PROBLEM STATEMENT: Reproduce the entries below in full, word for word.

Entries from a dataset
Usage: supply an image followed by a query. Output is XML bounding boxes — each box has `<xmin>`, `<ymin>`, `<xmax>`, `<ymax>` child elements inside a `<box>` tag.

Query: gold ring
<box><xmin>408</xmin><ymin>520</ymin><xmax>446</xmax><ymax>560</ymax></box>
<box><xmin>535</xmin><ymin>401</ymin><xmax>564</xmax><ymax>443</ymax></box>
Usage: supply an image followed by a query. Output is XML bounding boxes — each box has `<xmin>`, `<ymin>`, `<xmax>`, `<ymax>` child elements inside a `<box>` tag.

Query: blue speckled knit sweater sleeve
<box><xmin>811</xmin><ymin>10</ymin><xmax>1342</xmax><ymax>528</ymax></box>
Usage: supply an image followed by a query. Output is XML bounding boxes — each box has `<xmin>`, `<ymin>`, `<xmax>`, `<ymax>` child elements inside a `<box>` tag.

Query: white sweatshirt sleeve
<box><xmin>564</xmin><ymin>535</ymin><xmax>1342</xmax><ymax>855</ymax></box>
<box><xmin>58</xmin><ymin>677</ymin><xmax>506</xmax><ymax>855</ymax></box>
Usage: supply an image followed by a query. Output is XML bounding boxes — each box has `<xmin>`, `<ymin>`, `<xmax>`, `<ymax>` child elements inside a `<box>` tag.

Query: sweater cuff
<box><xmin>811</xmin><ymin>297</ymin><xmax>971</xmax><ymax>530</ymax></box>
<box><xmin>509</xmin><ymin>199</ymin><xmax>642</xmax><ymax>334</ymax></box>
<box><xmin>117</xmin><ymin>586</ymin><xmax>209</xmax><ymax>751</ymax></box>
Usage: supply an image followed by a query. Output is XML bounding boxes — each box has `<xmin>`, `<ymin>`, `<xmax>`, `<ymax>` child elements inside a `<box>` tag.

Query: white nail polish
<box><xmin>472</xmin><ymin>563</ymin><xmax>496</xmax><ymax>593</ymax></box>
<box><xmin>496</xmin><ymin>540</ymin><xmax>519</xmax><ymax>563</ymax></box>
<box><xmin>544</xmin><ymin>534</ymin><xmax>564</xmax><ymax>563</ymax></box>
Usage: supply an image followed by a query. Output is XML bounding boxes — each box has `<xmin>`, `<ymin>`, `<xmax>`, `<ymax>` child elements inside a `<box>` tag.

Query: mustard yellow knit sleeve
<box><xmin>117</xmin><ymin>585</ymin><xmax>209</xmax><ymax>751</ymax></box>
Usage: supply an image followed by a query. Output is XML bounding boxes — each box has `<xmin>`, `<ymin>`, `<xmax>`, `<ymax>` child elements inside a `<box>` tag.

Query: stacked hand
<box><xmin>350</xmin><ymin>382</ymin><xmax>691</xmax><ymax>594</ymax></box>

OUTPUT FOR THIS EXERCISE:
Usage: supply an image followed by a query. Output is XML bounding boxes — each box has `<xmin>`, `<ymin>`, `<xmax>`, `<ymax>` child elements inside a `<box>` tag.

Query: gold ring
<box><xmin>408</xmin><ymin>520</ymin><xmax>446</xmax><ymax>560</ymax></box>
<box><xmin>535</xmin><ymin>401</ymin><xmax>564</xmax><ymax>443</ymax></box>
Usage: supply an image followed by a query. Output is XML bounding boxes — each box has `<xmin>`, `<ymin>`, `<xmax>`, `<ymax>` child elements inside a `<box>` tag.

Query: blue speckled knit sweater sleeve
<box><xmin>811</xmin><ymin>10</ymin><xmax>1342</xmax><ymax>528</ymax></box>
Usage: supply an image followed by a query. Output is XML bounding boxes — each box has `<xmin>`, `<ymin>`, `<xmax>`, `<ymax>` child elements inside a `<box>` tag.

Query: white sweatshirt sleeve
<box><xmin>564</xmin><ymin>535</ymin><xmax>1342</xmax><ymax>855</ymax></box>
<box><xmin>58</xmin><ymin>677</ymin><xmax>506</xmax><ymax>855</ymax></box>
Usage: supply an image followed by a query. Output is XML bounding boxes — each box has `<xmin>`, `<ymin>`, `<xmax>`, `<ymax>` child elements inside a `<box>` tag.

Query: sweater cuff
<box><xmin>811</xmin><ymin>297</ymin><xmax>971</xmax><ymax>530</ymax></box>
<box><xmin>509</xmin><ymin>199</ymin><xmax>642</xmax><ymax>334</ymax></box>
<box><xmin>117</xmin><ymin>586</ymin><xmax>209</xmax><ymax>751</ymax></box>
Usage: supply an image followed by a query. Output is XML bounding boxes — each box has `<xmin>`, `<ymin>`, `<xmax>`, `<ymax>` child elements inside a `<box>` tag.

Query: white nail polish
<box><xmin>472</xmin><ymin>563</ymin><xmax>496</xmax><ymax>593</ymax></box>
<box><xmin>496</xmin><ymin>540</ymin><xmax>519</xmax><ymax>563</ymax></box>
<box><xmin>544</xmin><ymin>534</ymin><xmax>564</xmax><ymax>563</ymax></box>
Usage: supply an image followed by a query. Output is XML bounding boxes — each box has `<xmin>`, `<ymin>`, `<xmax>`, `<ymax>` child elements inside a `<box>` tag.

Query: mustard yellow knit sleeve
<box><xmin>117</xmin><ymin>585</ymin><xmax>209</xmax><ymax>751</ymax></box>
Usage: supply an image followed by a query. Output is XML bounding boxes — each box has `<xmin>`, `<ymin>`, `<xmax>`, `<ymax>` child elements inside a `<box>` tag.

Query: stacked hand
<box><xmin>350</xmin><ymin>382</ymin><xmax>691</xmax><ymax>594</ymax></box>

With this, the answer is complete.